**REQUIRED WORK**
The full set of entries must be copied exactly.

___ SUPPLIED MATERIAL

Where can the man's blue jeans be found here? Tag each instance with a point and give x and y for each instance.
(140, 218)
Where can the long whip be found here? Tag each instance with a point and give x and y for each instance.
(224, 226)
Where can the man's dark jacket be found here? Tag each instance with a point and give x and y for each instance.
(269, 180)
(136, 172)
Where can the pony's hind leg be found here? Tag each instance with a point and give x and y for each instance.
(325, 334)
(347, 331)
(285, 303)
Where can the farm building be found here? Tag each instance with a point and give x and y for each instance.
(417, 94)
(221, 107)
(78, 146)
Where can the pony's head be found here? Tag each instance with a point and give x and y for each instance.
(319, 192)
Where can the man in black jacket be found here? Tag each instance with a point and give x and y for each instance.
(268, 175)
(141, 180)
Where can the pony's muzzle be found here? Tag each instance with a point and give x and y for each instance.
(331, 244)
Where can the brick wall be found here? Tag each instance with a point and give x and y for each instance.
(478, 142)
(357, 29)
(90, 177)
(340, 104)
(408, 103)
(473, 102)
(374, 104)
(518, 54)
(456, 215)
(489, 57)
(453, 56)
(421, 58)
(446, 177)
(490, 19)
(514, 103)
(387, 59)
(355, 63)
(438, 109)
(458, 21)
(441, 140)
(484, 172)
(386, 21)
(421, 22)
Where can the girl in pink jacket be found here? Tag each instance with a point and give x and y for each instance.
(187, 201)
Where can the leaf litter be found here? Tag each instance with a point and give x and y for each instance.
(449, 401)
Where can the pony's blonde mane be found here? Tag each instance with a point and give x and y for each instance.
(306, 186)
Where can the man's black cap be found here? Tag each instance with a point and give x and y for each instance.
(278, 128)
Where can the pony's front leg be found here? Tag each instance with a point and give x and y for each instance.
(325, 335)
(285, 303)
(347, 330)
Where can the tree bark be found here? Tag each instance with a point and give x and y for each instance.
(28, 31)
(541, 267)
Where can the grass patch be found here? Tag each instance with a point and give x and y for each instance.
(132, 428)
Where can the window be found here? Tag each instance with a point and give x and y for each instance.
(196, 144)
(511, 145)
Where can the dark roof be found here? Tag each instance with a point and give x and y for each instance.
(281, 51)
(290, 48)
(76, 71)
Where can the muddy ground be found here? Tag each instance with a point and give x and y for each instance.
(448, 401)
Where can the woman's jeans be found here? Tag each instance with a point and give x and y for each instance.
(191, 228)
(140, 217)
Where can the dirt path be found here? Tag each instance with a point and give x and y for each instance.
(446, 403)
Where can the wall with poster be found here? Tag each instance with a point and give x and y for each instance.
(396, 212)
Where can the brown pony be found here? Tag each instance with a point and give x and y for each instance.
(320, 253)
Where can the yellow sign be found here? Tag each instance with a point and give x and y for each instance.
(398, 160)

______

**WORKED SOLUTION**
Where can the man's blue jeans be found here? Tag each instance with a point and give x and y for each instance.
(140, 218)
Where can the long whip be found here? Tag each instance with a point and give x and y for each instance.
(224, 226)
Where can the man's dark jacket be found here? Tag each instance with a point and give x and y for each instance.
(269, 180)
(136, 172)
Where can the pony's hind leg be found here? Tag each instance with a point and give x and y for each instance.
(325, 334)
(347, 331)
(285, 303)
Where can the farm building be found here? Tag each instance with a point and give x and y for each instance.
(417, 94)
(221, 107)
(78, 146)
Where can the pony's head be found here? Tag each instance with a point and give x and y for each instance.
(319, 192)
Where can the man in black jacket be found here? Tag each instance with a point and give x and y for each instance.
(268, 175)
(141, 180)
Where can the pony's muzzle be found here? Tag each instance with a point and give x and y for each instance.
(331, 244)
Where can the brick wall be found here? Tag each instance with a point and give x and y for each instance.
(478, 142)
(357, 29)
(90, 177)
(340, 104)
(408, 103)
(473, 102)
(374, 104)
(518, 54)
(456, 215)
(489, 57)
(453, 56)
(421, 58)
(446, 177)
(490, 19)
(514, 103)
(387, 59)
(355, 63)
(438, 109)
(458, 21)
(441, 140)
(484, 172)
(386, 21)
(421, 22)
Where can the girl in pink jacket be found here? Tag each instance with a point and give x and y for each instance.
(187, 201)
Where can the leaf litter be found here? Tag each instance with a point and give x and y for each instance.
(449, 401)
Where can the pony's blonde mane be found here? Tag each instance with a point and give x and y for each instance.
(306, 186)
Where can the man's black cap be found here? Tag each instance with a point and give x and y for each instance.
(278, 128)
Where can the pony's front leg be found here? Tag each instance with a point and give x and y for each instance.
(325, 335)
(285, 303)
(347, 330)
Where can the tree bark be found here? Tag each instance with a point and give x and y for each instance.
(28, 31)
(541, 267)
Where can the grass patch be found here? Tag each instance with a point and give x and y for each instance.
(132, 428)
Where can the window be found here? Tag each instance with a point and give x and y for each instance.
(196, 144)
(511, 145)
Where can the dark roof be found here? Tag each instance with a point and give x and y for each instance.
(281, 51)
(290, 48)
(76, 71)
Where can the muddy ground be found here? Tag each instance with a point and give x and y for each instance.
(448, 401)
Where can the woman's jeans be found here? Tag each instance with a point and give x and y for each instance.
(191, 228)
(140, 217)
Where can the dirt path be found here? Tag each instance with a point and give x and y for each instance.
(446, 403)
Where can the wall with poster be found here? Tag each instance with a point and give x and y for each instance.
(396, 212)
Where can the brown pony be found here? Tag each instance with a point and give x and y for each instance.
(320, 253)
Where can the yellow sign be found here? Tag each instance with a point and give x and y for each instance.
(398, 160)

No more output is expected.